:: RECORDED DATA
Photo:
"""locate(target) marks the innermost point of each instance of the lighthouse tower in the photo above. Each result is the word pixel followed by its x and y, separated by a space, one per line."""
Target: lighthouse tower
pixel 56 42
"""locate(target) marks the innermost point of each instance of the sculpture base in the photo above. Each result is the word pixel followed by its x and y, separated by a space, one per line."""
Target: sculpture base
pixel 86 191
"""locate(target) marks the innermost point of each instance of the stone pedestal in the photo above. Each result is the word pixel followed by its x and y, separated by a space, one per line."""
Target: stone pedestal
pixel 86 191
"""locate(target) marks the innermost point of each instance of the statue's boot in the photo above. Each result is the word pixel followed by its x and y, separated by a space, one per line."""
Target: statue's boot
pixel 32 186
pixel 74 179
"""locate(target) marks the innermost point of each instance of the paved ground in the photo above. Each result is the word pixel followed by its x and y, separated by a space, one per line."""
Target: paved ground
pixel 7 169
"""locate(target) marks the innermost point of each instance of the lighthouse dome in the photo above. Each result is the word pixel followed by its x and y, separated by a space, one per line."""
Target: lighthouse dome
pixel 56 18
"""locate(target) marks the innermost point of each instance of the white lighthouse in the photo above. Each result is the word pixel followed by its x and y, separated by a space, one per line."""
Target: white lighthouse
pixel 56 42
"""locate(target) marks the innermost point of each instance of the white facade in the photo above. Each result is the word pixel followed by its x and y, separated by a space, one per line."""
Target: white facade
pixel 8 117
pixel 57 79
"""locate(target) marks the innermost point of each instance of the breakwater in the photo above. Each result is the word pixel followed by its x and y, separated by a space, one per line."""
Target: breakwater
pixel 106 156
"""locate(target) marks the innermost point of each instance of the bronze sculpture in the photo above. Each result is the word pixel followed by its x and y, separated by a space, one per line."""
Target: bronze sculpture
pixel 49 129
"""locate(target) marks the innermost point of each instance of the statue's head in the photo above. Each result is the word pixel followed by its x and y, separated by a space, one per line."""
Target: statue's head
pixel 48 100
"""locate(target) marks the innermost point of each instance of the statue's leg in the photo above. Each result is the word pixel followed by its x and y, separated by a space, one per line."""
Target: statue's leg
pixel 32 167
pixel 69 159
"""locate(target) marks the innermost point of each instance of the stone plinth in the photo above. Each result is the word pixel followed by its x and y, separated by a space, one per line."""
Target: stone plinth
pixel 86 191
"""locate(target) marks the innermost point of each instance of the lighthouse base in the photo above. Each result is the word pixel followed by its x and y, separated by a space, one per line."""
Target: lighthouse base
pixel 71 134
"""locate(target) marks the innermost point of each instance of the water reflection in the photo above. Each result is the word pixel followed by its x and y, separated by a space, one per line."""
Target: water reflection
::::
▸ DIRECTION
Transcribe the material above word for word.

▸ EXERCISE RESULT
Photo:
"""locate(target) marks the innermost point of each instance of the lighthouse tower in the photo above. Each result is the word pixel followed by its x and y, separated by a space, one per line."""
Target: lighthouse tower
pixel 56 42
"""locate(target) marks the innermost point of each instance of the sculpture base in the photo above. Each result is the word pixel followed by its x and y, separated by a space, one per line."""
Target: sculpture base
pixel 86 191
"""locate(target) marks the innermost point of each instance of the stone pedestal in the photo above. Each result is the word pixel followed by its x and y, separated by a space, one per line."""
Target: stone pedestal
pixel 86 191
"""locate(target) marks the innermost point of each instance of the statue's boot in the photo above. Each result is the word pixel followed by its x and y, separated by a space, one per line."""
Target: statue's boot
pixel 32 186
pixel 74 179
"""locate(target) marks the innermost point of each instance of the paved ground in the photo above. Each result is the word pixel followed by its x and y, separated by a space, one per line."""
Target: paved ground
pixel 7 169
"""locate(target) marks the innermost point of each instance of the lighthouse dome in the photo above. Each result is the word pixel followed by its x and y, separated by a space, one per line."""
Target: lighthouse dome
pixel 56 18
"""locate(target) marks the innermost point of each instance of the white lighthouse in the photo above. Each result is the word pixel followed by its x and y, separated by a space, one per line."""
Target: white lighthouse
pixel 56 42
"""locate(target) marks the innermost point of each instance of the white facade in the photo above. Each result is the word pixel followed by its x and y, separated by a space, one per line."""
Target: white facade
pixel 8 117
pixel 57 79
"""locate(target) marks the innermost point of each instance of the breakwater in the photo above. Each result is the word pixel followed by its x and y, separated by a space, one per line."""
Target: breakwater
pixel 106 156
"""locate(target) marks the innermost point of each instance of the bronze sculpture in the photo above. Each result is the word pixel followed by its x and y, separated by a space, one per line."""
Target: bronze sculpture
pixel 49 129
"""locate(target) marks the innermost point of each instance of the statue's head in the photo above. Each result is the word pixel followed by its x and y, separated by a space, one per line."""
Target: statue's head
pixel 48 100
"""locate(target) marks the innermost point of each instance of the statue's leg in the photo above. Each result is the word pixel followed by its x and y, separated by a space, one per line."""
Target: statue's leg
pixel 32 167
pixel 69 159
"""locate(target) marks the innermost point of each instance of the stone plinth in the photo above. Each result is the word pixel followed by its x and y, separated by a space, one per line."""
Target: stone plinth
pixel 86 191
"""locate(target) marks the innermost point of each instance of the lighthouse base in the photo above. Each result is the word pixel followed by its x and y, separated by a space, one per line."""
Target: lighthouse base
pixel 71 134
"""locate(target) marks the innermost point of each instance of the water reflection in the photo above. Each result is the word pixel followed by its x and y, separated by a space, one per line."""
Target: water reflection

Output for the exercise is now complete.